Dataset extract:

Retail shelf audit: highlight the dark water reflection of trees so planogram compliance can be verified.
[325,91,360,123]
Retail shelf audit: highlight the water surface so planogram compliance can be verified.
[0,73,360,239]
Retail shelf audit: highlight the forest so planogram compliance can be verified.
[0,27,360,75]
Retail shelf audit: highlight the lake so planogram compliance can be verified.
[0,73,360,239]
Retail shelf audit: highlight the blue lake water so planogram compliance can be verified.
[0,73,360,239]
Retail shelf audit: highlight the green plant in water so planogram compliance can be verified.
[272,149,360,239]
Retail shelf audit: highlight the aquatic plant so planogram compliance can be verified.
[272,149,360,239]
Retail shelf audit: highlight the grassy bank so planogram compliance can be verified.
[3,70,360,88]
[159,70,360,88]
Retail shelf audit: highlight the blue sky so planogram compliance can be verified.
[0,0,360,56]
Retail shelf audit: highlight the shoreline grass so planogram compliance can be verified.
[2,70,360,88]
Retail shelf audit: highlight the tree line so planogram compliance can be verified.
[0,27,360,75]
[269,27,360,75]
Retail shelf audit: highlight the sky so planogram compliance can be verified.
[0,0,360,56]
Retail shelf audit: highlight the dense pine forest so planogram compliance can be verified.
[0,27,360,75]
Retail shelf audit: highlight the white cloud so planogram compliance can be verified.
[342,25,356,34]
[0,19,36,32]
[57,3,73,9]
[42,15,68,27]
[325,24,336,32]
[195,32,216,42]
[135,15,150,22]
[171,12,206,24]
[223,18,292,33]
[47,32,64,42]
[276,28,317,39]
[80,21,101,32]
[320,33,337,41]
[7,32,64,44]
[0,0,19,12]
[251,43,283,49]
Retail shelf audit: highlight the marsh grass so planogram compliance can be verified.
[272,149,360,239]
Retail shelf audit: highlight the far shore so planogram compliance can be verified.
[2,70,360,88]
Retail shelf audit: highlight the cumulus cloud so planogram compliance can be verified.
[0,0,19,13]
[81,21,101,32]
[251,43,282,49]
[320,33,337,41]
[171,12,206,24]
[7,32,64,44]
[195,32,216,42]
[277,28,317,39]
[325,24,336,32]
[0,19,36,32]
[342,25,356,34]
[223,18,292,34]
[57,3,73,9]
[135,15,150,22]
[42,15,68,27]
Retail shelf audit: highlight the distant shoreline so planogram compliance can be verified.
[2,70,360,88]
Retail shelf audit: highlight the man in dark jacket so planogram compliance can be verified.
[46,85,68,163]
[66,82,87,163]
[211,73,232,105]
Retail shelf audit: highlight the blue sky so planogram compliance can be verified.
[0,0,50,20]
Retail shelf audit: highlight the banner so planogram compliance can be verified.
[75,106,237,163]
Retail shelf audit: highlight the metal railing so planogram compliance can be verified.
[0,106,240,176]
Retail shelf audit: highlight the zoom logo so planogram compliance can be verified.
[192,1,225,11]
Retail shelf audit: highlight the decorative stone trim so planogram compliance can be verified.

What is needed:
Identify every row that contains the string "lake" and copy each such row in full. Case counts.

Response to the task:
Retail shelf audit: highlight the lake so planogram compliance can be verified.
Retail shelf audit: highlight the blue lake water so planogram compliance can be verified.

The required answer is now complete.